- WHAT YOU SHOULD DO
List every person named in the excerpt below about expatriates returning to Australia.

- SOURCE EXTRACT
§ §
John Morrell in his Alpine Backcountry store.

 I am comfortable in our waiting stance but when the Premier of New South Wales announced that only those expatriates who booked flights by midnight on July 12th would have taxpayer funded quarantine, I blinked. But we didn’t buckle because we’re not desperate and it felt like panic buying all the toilet paper at Woolworths in Cooma. We always expected to pay for quarantine and NSW is showing a heart by offering payment plans.

 What’s more worrying to me, though, is the new landing cap of 450 international arrivals a week into NSW. The passengers per flight are also capped by our government. Some combination of this seems to be causing airlines to cancel flights the day before or the day of travel. Lucky passengers are offered an exorbitant upgrade to secure a seat and even luckier ones can actually afford to buy it. The cancellations I hear about most often on Facebook are put off by a solid month or longer, and this can happen again and again. And then again. In some countries the planes aren’t even flying. Qantas made an economic decision to ground all international flights until next year.

 

Sophia Rouches, deep in the Furano winter. Photo: Grant Gunderson. Below: The green season in Hokkaido is pretty impressive too, the Blue Pond, near Biei, a 45-minute drive from Furano.

 

Then there’s the fearful lashing out by some people in Australia who think expats like me are irresponsible for not coming home back in March. When we repatriate, we’re labeled ‘returned travelers’ in state and federal announcements and the language has filtered into news reporting. I think a person arriving home by airplane after living overseas is a traveler as much as a person riding a bus to the office is a traveler. I mean… they do both travel… but, really?
§ §
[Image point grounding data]
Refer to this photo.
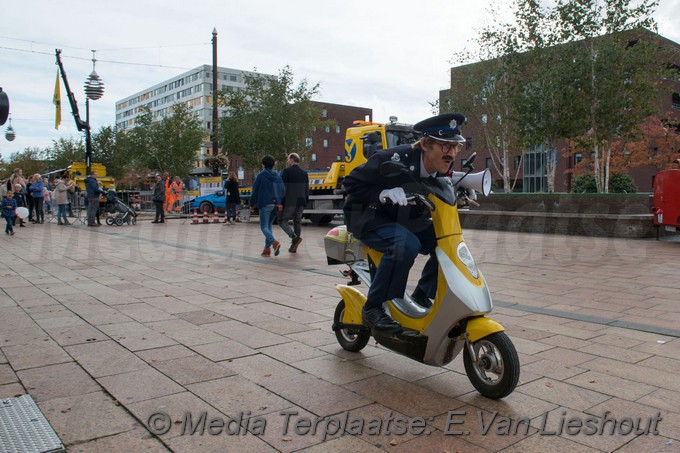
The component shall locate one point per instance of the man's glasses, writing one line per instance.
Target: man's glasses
(448, 146)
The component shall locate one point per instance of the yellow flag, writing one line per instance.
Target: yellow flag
(57, 102)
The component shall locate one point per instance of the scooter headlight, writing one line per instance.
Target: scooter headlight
(465, 257)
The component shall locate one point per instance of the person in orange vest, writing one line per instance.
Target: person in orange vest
(176, 189)
(167, 182)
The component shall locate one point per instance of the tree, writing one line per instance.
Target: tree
(31, 160)
(269, 116)
(64, 152)
(615, 69)
(168, 145)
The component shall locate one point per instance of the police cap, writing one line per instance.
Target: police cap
(444, 127)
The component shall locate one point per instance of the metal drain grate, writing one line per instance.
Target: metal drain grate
(24, 428)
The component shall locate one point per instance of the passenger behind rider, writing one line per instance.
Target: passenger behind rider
(396, 228)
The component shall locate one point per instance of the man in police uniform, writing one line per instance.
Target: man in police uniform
(377, 212)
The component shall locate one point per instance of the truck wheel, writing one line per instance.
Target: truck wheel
(321, 219)
(494, 371)
(352, 340)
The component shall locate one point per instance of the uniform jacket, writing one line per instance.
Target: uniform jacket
(60, 195)
(92, 187)
(38, 189)
(268, 189)
(363, 209)
(296, 181)
(231, 192)
(9, 207)
(159, 192)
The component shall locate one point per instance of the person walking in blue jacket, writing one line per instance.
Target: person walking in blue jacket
(9, 207)
(267, 196)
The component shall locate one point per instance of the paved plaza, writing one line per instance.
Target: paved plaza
(140, 338)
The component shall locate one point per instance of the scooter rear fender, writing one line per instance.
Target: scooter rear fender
(354, 303)
(480, 327)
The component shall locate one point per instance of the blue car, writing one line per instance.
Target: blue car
§ §
- RESPONSE
John Morrell, Sophia Rouches, Grant Gunderson